STATED TASK:
Everything from the line containing "draw the outline of the **black beetle**" to the final line of the records below should be given again exactly, and nothing else.

======== DATASET

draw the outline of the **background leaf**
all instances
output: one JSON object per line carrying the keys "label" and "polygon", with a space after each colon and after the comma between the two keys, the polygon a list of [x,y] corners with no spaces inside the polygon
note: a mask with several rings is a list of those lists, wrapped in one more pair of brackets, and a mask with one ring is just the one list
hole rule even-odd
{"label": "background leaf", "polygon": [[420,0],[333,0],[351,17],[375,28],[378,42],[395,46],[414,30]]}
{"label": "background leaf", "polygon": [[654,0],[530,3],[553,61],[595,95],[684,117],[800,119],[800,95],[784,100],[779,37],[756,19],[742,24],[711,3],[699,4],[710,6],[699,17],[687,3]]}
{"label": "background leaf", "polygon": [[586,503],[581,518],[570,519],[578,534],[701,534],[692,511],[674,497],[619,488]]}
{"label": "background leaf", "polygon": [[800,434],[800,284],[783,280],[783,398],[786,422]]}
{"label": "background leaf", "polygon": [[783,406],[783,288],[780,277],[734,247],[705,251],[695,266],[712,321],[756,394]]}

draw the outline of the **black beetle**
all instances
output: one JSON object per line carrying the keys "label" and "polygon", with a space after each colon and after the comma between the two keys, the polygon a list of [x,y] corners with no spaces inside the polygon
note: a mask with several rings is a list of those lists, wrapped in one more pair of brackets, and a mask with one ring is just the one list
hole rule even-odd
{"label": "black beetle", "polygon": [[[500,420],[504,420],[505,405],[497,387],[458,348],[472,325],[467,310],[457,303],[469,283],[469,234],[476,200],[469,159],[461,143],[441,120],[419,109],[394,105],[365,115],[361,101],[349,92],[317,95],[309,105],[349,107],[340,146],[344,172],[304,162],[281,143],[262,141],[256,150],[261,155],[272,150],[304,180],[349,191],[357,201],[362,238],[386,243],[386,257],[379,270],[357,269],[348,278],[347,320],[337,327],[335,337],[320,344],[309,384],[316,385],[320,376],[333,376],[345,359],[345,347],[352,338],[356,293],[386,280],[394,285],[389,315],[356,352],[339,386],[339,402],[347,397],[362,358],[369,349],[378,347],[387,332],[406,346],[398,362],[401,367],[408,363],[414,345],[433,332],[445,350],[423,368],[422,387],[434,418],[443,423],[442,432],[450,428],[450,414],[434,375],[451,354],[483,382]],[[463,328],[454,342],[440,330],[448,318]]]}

================

TASK OUTPUT:
draw the outline of the **black beetle**
all instances
output: one JSON object per line carrying the keys "label" and "polygon", with a space after each colon and after the comma between the two keys, the polygon a list of [x,y] corners with no spaces inside the polygon
note: a mask with several rings is a list of those lists, wrapped in one more pair of brackets, and a mask with one ring is just the one list
hole rule even-odd
{"label": "black beetle", "polygon": [[[500,420],[504,420],[505,405],[497,387],[458,348],[472,325],[467,310],[457,303],[469,283],[469,234],[476,200],[469,159],[461,143],[441,120],[419,109],[394,105],[365,115],[361,101],[349,92],[317,95],[309,105],[349,107],[340,146],[344,172],[304,162],[281,143],[262,141],[256,150],[261,155],[272,150],[304,180],[349,191],[357,201],[362,238],[386,243],[386,257],[379,270],[357,269],[348,278],[347,320],[337,327],[335,337],[320,344],[309,384],[316,385],[320,376],[333,376],[345,359],[345,347],[352,338],[356,293],[386,280],[394,285],[389,315],[356,352],[339,386],[339,402],[347,397],[362,358],[369,349],[378,347],[387,332],[406,346],[398,362],[401,367],[408,363],[414,345],[433,332],[445,350],[423,368],[422,387],[434,418],[443,423],[442,432],[450,428],[450,414],[434,375],[451,354],[483,382]],[[463,328],[454,342],[440,330],[448,318]]]}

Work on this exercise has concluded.